Source passage section start

Fragmentation indices now output

biota/calibration.py

@@ -94,7 +94,7 @@ def _window_stdev(img, window_size = 3):
     return img_filtered
 
 
-def outputGeoTiff(data, filename, geo_t, proj, output_dir = os.getcwd(), dtype = 6):
+def outputGeoTiff(data, filename, geo_t, proj, output_dir = os.getcwd(), dtype = 6, nodata = None):
     """
     Writes a GeoTiff file to disk.
     
@@ -105,6 +105,7 @@ def outputGeoTiff(data, filename, geo_t, proj, output_dir = os.getcwd(), dtype =
         filename: Specify an output file name.
         output_dir: Optioanlly specify an output directory. Defaults to working directory.
         dtype: gdal data type (gdal.GDT_*). Defaults to gdal.GDT_Float32.
+        nodata: The nodata value for the array
     """
 
     from osgeo import osr, gdal
@@ -117,8 +118,16 @@ def outputGeoTiff(data, filename, geo_t, proj, output_dir = os.getcwd(), dtype =
     ds = driver.Create(output_path, data.shape[0], data.shape[1], 1, dtype, options = ['COMPRESS=LZW'])
     ds.SetGeoTransform(geo_t)
     ds.SetProjection(proj)
-    ds.GetRasterBand(1).SetNoDataValue(0)
-    ds.GetRasterBand(1).WriteArray(data.filled(0))
+
+    # Set nodata
+    if nodata != None:
+        ds.GetRasterBand(1).SetNoDataValue(nodata)
+
+    # Write data for masked and unmasked arrays
+    if np.ma.isMaskedArray(data):
+        ds.GetRasterBand(1).WriteArray(data.filled(nodata))

Source passage section end
Data provided section start

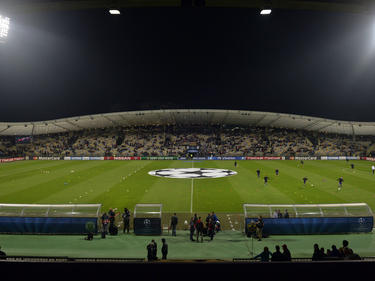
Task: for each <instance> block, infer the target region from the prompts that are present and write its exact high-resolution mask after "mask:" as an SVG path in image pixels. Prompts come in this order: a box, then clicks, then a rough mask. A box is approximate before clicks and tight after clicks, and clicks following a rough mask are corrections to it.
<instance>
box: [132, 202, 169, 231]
mask: <svg viewBox="0 0 375 281" xmlns="http://www.w3.org/2000/svg"><path fill="white" fill-rule="evenodd" d="M162 208H163V204H136V205H135V207H134V234H136V235H161V233H162V227H161V217H162Z"/></svg>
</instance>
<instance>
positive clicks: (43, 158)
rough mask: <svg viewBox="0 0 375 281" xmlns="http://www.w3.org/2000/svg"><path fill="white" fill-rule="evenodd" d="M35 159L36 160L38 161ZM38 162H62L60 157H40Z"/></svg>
mask: <svg viewBox="0 0 375 281" xmlns="http://www.w3.org/2000/svg"><path fill="white" fill-rule="evenodd" d="M35 158H37V157H34V160H36V159H35ZM38 160H60V157H38Z"/></svg>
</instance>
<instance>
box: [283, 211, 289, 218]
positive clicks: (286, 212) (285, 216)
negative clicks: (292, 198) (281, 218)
mask: <svg viewBox="0 0 375 281" xmlns="http://www.w3.org/2000/svg"><path fill="white" fill-rule="evenodd" d="M284 219H289V213H288V210H286V209H285V213H284Z"/></svg>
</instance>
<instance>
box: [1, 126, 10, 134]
mask: <svg viewBox="0 0 375 281" xmlns="http://www.w3.org/2000/svg"><path fill="white" fill-rule="evenodd" d="M10 127H11V126H8V127H6V128H5V129H4V130H1V131H0V134H1V133H2V132H5V131H6V130H8V129H9V128H10Z"/></svg>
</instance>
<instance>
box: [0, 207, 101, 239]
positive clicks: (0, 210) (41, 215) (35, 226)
mask: <svg viewBox="0 0 375 281" xmlns="http://www.w3.org/2000/svg"><path fill="white" fill-rule="evenodd" d="M101 206H102V205H101V204H0V233H29V234H87V233H89V232H91V233H93V234H96V233H97V231H98V218H99V215H100V210H101Z"/></svg>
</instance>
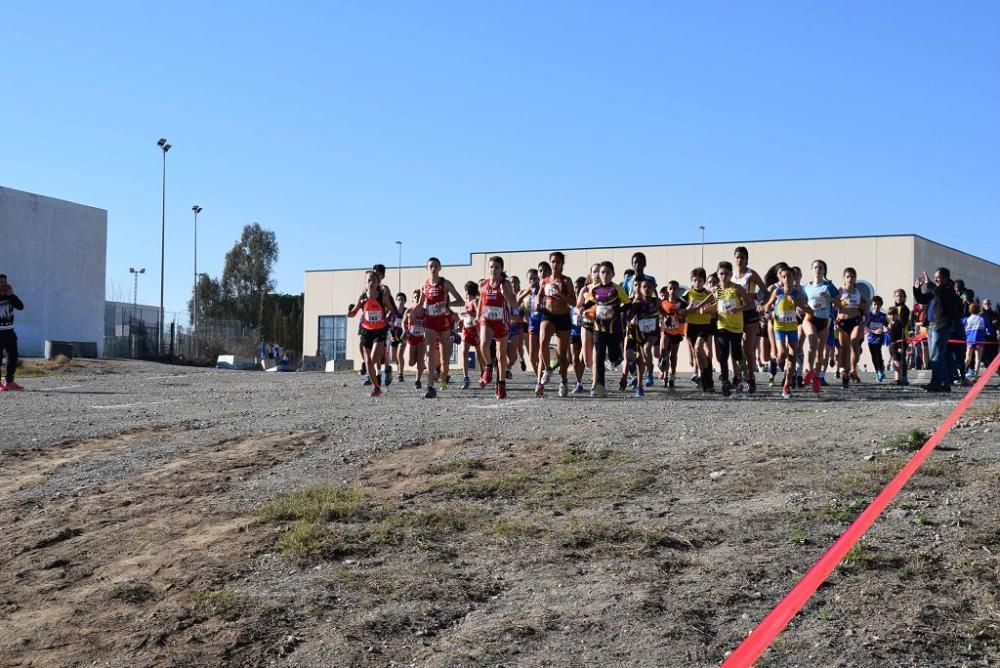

Data provided section end

| Required tasks |
- a) Answer these from the code diff:
(i) What default value does the new nodata parameter of outputGeoTiff take?
(ii) According to the docstring, what gdal data type does dtype default to?
(iii) What compression option is passed to driver.Create?
- b) Rewrite the code diff between "output_dir: Optioanlly specify" and "options = ['COMPRESS=LZW'])", inclusive, with "working directory" replaced by "current directory".
Rely on the code diff alone.

| Results in order |
- a)
(i) None
(ii) gdal.GDT_Float32
(iii) 'COMPRESS=LZW'

- b)
output_dir: Optioanlly specify an output directory. Defaults to current directory.
         dtype: gdal data type (gdal.GDT_*). Defaults to gdal.GDT_Float32.
+        nodata: The nodata value for the array
     """
 
     from osgeo import osr, gdal
@@ -117,8 +118,16 @@ def outputGeoTiff(data, filename, geo_t, proj, output_dir = os.getcwd(), dtype =
     ds = driver.Create(output_path, data.shape[0], data.shape[1], 1, dtype, options = ['COMPRESS=LZW'])